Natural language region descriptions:
□ □ □ □

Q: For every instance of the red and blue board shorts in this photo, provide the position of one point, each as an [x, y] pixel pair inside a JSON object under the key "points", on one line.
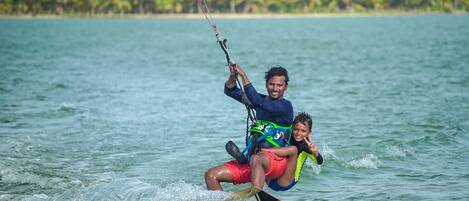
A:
{"points": [[241, 173]]}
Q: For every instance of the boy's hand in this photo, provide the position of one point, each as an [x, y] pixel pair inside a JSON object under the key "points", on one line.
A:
{"points": [[312, 146]]}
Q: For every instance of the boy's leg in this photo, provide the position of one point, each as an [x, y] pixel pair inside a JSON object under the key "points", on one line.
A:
{"points": [[289, 173]]}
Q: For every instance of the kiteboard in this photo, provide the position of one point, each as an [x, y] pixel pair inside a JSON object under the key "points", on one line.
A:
{"points": [[251, 194]]}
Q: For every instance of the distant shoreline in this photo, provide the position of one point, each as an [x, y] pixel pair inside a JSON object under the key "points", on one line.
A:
{"points": [[229, 16]]}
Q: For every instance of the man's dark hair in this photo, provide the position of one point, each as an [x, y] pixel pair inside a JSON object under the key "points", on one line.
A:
{"points": [[303, 118], [277, 71]]}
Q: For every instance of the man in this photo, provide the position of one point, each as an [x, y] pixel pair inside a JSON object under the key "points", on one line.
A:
{"points": [[270, 108]]}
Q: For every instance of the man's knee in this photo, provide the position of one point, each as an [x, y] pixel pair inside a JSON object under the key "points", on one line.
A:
{"points": [[257, 159], [211, 174]]}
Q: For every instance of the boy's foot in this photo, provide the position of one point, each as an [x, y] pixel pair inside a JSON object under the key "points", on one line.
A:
{"points": [[233, 150], [243, 194]]}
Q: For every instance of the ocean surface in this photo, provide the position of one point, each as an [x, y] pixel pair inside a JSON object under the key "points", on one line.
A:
{"points": [[134, 109]]}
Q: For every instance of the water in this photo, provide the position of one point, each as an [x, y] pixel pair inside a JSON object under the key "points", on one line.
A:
{"points": [[135, 110]]}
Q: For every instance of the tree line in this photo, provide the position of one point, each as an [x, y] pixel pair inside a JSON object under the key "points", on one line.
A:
{"points": [[93, 7]]}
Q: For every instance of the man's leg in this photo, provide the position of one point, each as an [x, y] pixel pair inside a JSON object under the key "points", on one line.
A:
{"points": [[217, 174], [259, 164]]}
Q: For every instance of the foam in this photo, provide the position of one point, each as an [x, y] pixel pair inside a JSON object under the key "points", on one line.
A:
{"points": [[395, 152], [370, 161], [134, 189]]}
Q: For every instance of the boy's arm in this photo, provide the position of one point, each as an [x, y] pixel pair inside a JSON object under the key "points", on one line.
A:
{"points": [[282, 151]]}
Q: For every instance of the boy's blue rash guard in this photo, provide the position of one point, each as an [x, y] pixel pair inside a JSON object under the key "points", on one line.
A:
{"points": [[279, 111]]}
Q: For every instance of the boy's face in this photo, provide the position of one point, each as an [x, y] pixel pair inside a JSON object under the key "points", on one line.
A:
{"points": [[301, 131]]}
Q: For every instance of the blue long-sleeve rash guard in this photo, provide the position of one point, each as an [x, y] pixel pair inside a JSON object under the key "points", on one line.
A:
{"points": [[279, 111]]}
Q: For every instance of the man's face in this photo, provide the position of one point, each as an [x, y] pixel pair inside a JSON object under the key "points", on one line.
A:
{"points": [[276, 86], [300, 131]]}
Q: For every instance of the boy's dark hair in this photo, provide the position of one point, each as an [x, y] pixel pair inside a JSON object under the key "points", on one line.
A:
{"points": [[303, 118], [277, 71]]}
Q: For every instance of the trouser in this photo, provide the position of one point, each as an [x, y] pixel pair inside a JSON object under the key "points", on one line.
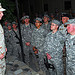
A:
{"points": [[2, 66], [70, 68], [41, 61]]}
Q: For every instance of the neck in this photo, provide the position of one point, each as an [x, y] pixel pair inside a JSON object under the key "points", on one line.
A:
{"points": [[54, 31], [46, 22]]}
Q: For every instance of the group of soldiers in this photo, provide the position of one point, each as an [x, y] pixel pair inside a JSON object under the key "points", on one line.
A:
{"points": [[45, 38]]}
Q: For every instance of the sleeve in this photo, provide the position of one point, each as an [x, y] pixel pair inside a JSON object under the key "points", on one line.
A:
{"points": [[2, 41]]}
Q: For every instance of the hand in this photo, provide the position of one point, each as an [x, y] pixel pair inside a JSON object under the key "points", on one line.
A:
{"points": [[1, 56], [48, 56], [28, 43], [6, 49]]}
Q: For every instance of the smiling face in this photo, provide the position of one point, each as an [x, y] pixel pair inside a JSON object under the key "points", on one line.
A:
{"points": [[45, 19], [37, 23], [1, 14], [27, 20], [65, 19]]}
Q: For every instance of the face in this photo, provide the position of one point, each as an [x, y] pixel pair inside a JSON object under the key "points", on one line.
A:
{"points": [[37, 23], [46, 19], [64, 19], [54, 26], [26, 20], [6, 23], [70, 28], [9, 27], [14, 26], [1, 14]]}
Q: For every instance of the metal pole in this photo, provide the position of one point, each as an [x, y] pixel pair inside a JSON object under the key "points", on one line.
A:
{"points": [[22, 52]]}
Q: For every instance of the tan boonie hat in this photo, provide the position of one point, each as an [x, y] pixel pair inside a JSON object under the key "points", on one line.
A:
{"points": [[1, 9]]}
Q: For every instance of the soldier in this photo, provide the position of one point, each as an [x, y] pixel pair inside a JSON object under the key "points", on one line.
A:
{"points": [[53, 47], [16, 41], [26, 21], [5, 26], [26, 31], [62, 28], [38, 36], [46, 24], [70, 47], [8, 39], [2, 46]]}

□ □ □ □

[Work to be completed]
Among the records, find each line where the word "blue" occurs, and copy it.

[Task solution]
Q: For every instance of the red and blue board shorts in this photo, provide the position of one point, each as an [x, y] pixel pair inside a JSON object under the key "points", on one line.
Q: For every instance of the boy's blue rash guard in this photo, provide the position of one point, each as an [x, y] pixel pair inside a JSON object under the key "points", on one line.
Q: For every instance of the blue long-sleeve rash guard in this photo, provide the position of one point, each as an [x, y] pixel pair inside a JSON object under the key "points", on one line.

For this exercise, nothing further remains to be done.